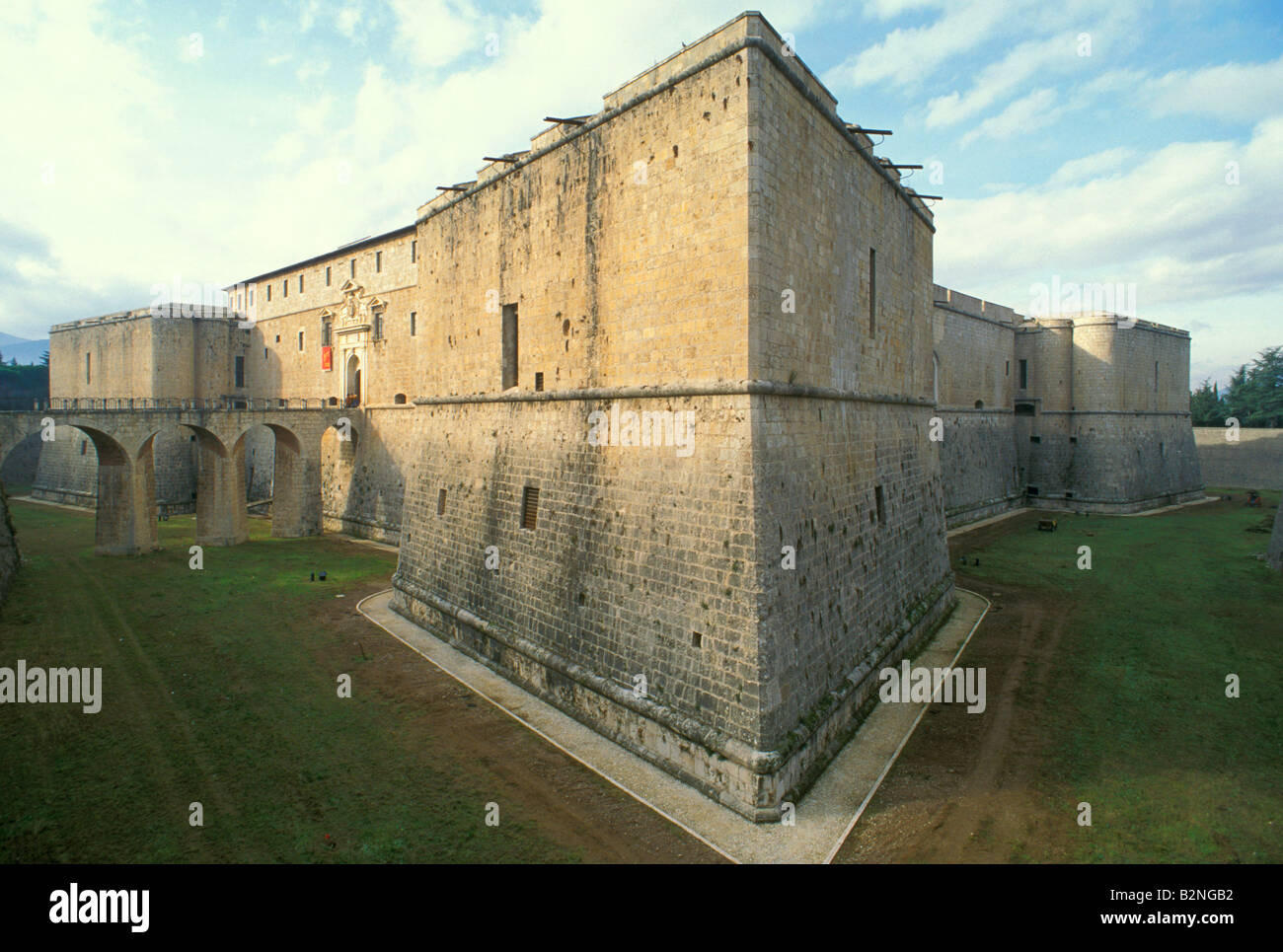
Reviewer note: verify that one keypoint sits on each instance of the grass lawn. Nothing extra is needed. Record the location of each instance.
(219, 687)
(1138, 721)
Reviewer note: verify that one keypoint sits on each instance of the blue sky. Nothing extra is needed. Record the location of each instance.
(1077, 141)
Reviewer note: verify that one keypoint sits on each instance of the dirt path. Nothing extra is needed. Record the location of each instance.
(967, 786)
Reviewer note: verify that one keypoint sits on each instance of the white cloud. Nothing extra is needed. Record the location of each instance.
(1243, 91)
(1168, 222)
(905, 56)
(1091, 167)
(347, 21)
(1025, 114)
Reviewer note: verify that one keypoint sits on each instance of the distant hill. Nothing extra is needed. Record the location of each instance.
(22, 349)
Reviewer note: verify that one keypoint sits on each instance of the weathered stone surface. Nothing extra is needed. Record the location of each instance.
(9, 553)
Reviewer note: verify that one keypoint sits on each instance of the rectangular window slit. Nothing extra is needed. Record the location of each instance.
(872, 291)
(509, 346)
(530, 507)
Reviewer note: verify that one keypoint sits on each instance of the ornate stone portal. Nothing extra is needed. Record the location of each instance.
(357, 328)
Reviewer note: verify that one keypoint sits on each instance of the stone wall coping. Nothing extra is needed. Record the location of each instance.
(745, 388)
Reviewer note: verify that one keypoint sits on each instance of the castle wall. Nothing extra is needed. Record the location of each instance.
(1111, 430)
(846, 421)
(9, 553)
(67, 471)
(18, 468)
(168, 351)
(1253, 462)
(642, 562)
(363, 485)
(974, 358)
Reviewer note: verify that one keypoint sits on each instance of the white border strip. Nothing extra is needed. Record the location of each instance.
(907, 734)
(526, 724)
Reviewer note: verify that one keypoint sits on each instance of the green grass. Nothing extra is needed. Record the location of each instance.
(1138, 721)
(219, 687)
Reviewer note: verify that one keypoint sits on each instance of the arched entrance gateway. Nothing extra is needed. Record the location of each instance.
(351, 381)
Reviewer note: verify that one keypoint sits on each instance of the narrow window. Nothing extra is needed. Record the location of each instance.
(509, 345)
(872, 291)
(530, 507)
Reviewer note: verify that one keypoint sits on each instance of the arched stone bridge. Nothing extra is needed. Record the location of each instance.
(122, 435)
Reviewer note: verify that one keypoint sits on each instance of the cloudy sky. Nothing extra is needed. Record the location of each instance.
(1078, 141)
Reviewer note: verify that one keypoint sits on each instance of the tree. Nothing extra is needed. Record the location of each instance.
(1255, 392)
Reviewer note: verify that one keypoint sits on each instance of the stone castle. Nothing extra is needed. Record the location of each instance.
(665, 413)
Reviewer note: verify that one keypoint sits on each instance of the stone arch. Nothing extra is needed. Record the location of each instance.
(123, 520)
(293, 477)
(20, 461)
(219, 483)
(351, 381)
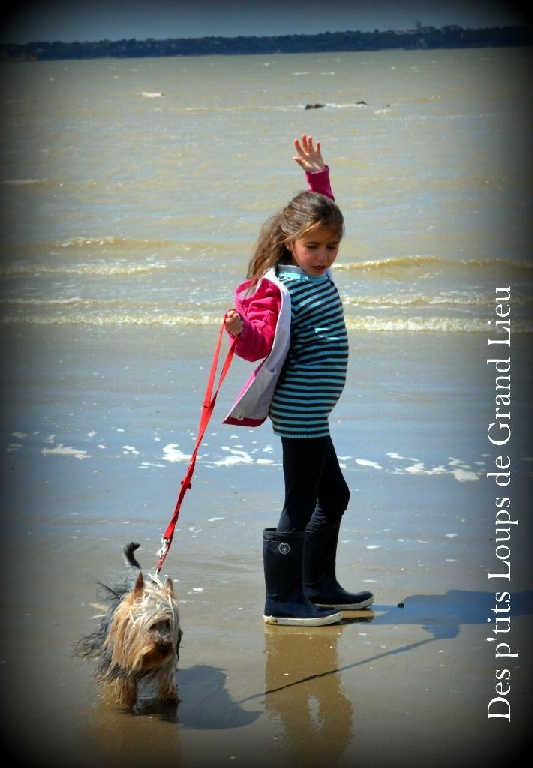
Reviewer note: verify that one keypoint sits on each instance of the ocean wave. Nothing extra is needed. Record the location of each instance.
(354, 324)
(428, 260)
(96, 269)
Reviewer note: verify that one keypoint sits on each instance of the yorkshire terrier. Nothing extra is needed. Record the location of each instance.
(137, 643)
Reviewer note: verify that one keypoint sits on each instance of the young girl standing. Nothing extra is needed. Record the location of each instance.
(289, 312)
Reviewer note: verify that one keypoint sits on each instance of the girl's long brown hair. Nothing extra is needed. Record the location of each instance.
(306, 211)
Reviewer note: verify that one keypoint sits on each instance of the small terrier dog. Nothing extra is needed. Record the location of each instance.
(137, 643)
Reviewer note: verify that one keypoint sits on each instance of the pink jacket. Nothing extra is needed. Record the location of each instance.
(266, 313)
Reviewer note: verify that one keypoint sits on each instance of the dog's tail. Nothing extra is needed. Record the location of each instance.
(129, 550)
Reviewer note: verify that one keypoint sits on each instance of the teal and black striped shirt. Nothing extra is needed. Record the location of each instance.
(314, 372)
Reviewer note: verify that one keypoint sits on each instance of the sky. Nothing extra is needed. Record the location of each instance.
(25, 21)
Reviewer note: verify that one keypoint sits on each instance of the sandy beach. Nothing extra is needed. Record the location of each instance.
(408, 682)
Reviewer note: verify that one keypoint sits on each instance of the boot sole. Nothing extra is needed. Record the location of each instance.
(291, 621)
(346, 606)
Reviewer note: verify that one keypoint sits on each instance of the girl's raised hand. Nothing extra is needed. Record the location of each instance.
(309, 157)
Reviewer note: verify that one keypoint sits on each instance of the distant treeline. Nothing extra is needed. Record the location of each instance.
(422, 37)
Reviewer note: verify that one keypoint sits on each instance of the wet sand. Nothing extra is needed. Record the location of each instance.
(406, 686)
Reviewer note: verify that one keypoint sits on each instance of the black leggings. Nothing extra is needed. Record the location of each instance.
(314, 484)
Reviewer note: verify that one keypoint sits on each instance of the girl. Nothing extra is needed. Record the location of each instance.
(289, 312)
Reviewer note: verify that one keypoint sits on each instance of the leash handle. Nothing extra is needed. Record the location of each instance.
(208, 406)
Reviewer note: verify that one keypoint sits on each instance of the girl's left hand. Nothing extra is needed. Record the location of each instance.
(233, 322)
(309, 157)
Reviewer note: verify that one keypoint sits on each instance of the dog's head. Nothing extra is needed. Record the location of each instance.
(145, 630)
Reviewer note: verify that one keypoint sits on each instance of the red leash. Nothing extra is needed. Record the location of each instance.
(207, 412)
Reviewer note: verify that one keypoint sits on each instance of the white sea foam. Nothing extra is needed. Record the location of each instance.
(172, 453)
(62, 450)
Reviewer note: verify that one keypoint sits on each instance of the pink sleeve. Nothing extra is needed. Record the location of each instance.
(319, 182)
(259, 313)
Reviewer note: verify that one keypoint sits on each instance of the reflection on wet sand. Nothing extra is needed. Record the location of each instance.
(304, 696)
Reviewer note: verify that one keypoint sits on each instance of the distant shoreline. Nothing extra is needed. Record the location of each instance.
(421, 38)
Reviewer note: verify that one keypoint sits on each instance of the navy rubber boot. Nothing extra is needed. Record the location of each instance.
(286, 602)
(319, 581)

- _Exercise instructions_:
Each record above should be copied character for character, with pictures dropped.

- _Written solution_:
Reviewer note: verify that one keypoint sits on each instance of the grass lawn. Nothing extra is needed. Record the location of each instance.
(219, 687)
(1138, 721)
Reviewer note: verify that one keypoint sits on each instance of the blue sky. Nothing extra is needed. Record the location of each instance.
(1077, 141)
Reviewer note: verify that one keypoint sits on each instance of the dirt path. Nothing extra is needed. Record the location of each instance.
(967, 786)
Reviewer note: verify that one keypoint sits on each instance of the white cloud. Nothing extra is needed. Record the location of each instance.
(1243, 91)
(1168, 222)
(905, 56)
(1091, 167)
(347, 21)
(1025, 114)
Reviewer note: verify that one keypoint sits on each instance of the distant hill. Nothing extra is needed. Record the location of each instance.
(22, 349)
Reviewer note: verify that one keypoint sits on each instance of the weathered stone surface. Nothing extra is needed. Record the location of each instance.
(9, 553)
Reviewer note: verify that one keypoint sits on each instance of the rectangular window slit. Nothing extra is needed. Record the location of each instance.
(872, 291)
(509, 346)
(530, 507)
Reviewer note: verify that one keypoint sits on each instance of the ornate stone portal. Nothing extra is needed. Record the location of each instance.
(357, 328)
Reviewer note: verify that one keypoint sits on each instance of the stone wall coping. Nothing extra is needed. Record the location of each instance.
(745, 388)
Reviewer note: verify that one keypoint sits on each instance of the castle wall. Nothing extra is needed. Record the location of each instance.
(1111, 430)
(846, 421)
(9, 553)
(67, 471)
(18, 468)
(168, 351)
(1253, 462)
(642, 562)
(363, 485)
(974, 358)
Reviewer note: verify that one keypoint sits on each instance of the white border strip. Nothing extra is needed. Record the location of each instance.
(907, 734)
(526, 724)
Reviewer note: verify that one keypoint sits on each instance of the green grass. Nothing extra is needed. Record the location of each instance.
(1138, 721)
(219, 687)
Reviewer note: verify that one keypoint sits on each instance of the arched entrance gateway. Nothing extra is needed. Record the location of each instance.
(351, 381)
Reviewer note: verify that one keypoint sits on each instance of the narrow window. Nothing extra is needed. Record the location of each instance.
(509, 345)
(872, 291)
(530, 507)
Reviewer note: verify that one keypoint sits on each instance of the arched stone bridge. Nothing extra is needed. Record the location of each instance.
(122, 435)
Reviewer note: verify that one keypoint sits on each instance of the cloudy sky. Nothing extra is needed. Record the location of each instance.
(1078, 141)
Reviewer note: verify that one keypoint sits on each instance of the tree. Nothing extra is needed. Record the location of each instance.
(1255, 392)
Reviewer note: verify that one keypoint sits on each instance of the stone castle. Nothing extra is needed. Record the location of each instance.
(665, 413)
Reviewer note: verify that one keypoint sits on each instance of the stone arch. Nothing extra is needed. Record the location of each instance.
(123, 520)
(293, 477)
(20, 461)
(219, 483)
(351, 381)
Reviewer note: verify that one keypoint sits on each instance of the ocean wave. Nothing extra is needed. Record the location of each instance.
(354, 324)
(428, 260)
(96, 269)
Reviewer note: verify that one keypoint sits on each instance of the yorkshire terrier. Nothing extra is needed. Record the location of each instance.
(137, 643)
Reviewer note: verify that one keypoint sits on each instance of the young girl standing. Nothing extra is needed. Record the location of each instance.
(289, 312)
Reviewer note: verify that one keypoint sits on each instance of the girl's long brown hair. Nothing extra is needed. Record the location of each instance.
(306, 211)
Reviewer note: verify that one keypoint sits on each instance of the small terrier dog. Nothing extra is needed. Record the location of each instance.
(137, 643)
Reviewer note: verify that one keypoint sits on each instance of the pink jacket. Nothing extra is needed. Record the location of each instance.
(266, 313)
Reviewer note: verify that one keypoint sits on each instance of the dog's tail. Nothing extra is needed. Record the location of each instance.
(129, 550)
Reviewer note: verify that one keypoint sits on each instance of the teal and black striped shirt. Nothing extra is needed. Record the location of each instance.
(314, 372)
Reviewer note: verify that one keypoint sits on each instance of the sky. Nothing extra is needed. Record the location of each instance.
(25, 21)
Reviewer note: verify that one keypoint sits on each instance of the sandy beach. Nothing extra is needed. Record the location of each instance.
(408, 682)
Reviewer note: verify that one keypoint sits on each instance of the boot sole. Nothing extra is needed. Record the location of each instance.
(291, 621)
(346, 606)
Reviewer note: verify that one keypoint sits on each instance of the girl's raised hand. Nothing extra is needed. Record the location of each instance.
(309, 157)
Reviewer note: verify that one keypoint sits on each instance of the distant treeline. Nothing extra is needed. Record the location of each instance.
(422, 37)
Reviewer note: verify that one keypoint sits on each instance of the wet sand. Nothing extra is needed. Record the location of each instance.
(406, 686)
Reviewer note: verify that one keypoint sits on each instance of the black leggings. Nothing extra is needed. Record the location of each instance.
(314, 484)
Reviewer note: verify that one keypoint sits on each instance of the girl. Nothing extra is needed. Record the location of each instance.
(289, 312)
Reviewer note: verify that one keypoint sits on each instance of the leash handle. Nothing extra is needed. Record the location of each instance.
(208, 406)
Reviewer note: verify that one keypoint sits on each instance of the girl's left hand. Nothing extra is needed. Record the location of each instance.
(233, 322)
(309, 157)
Reviewer note: verify that one keypoint sits on each instance of the dog's head. Nothing extra is needed. Record the location of each instance.
(145, 630)
Reviewer note: verify that one keypoint sits on each instance of the red leash. Nothing extra is needed. Record the location of each instance.
(207, 412)
Reviewer note: verify that one keypoint sits on each instance of the white sea foam. Nothing extra is needed. Record the location of each instance.
(172, 453)
(62, 450)
Reviewer note: verify that one keypoint sits on each instance of the pink sleeve. Nothing extra is needed. Record the location of each instance.
(319, 182)
(259, 313)
Reviewer note: verify that one keypoint sits on each instance of the reflection on wet sand. Nothing extra is needed. Record the location of each instance.
(304, 696)
Reviewer note: verify that one keypoint sits on each instance of the distant shoreline. Nothing extra is needed. Record the location of each instance.
(421, 38)
Reviewer note: verify that one keypoint sits on each instance of the navy rubber boot. Nothing extra is needed. Record the location of each instance.
(286, 602)
(319, 581)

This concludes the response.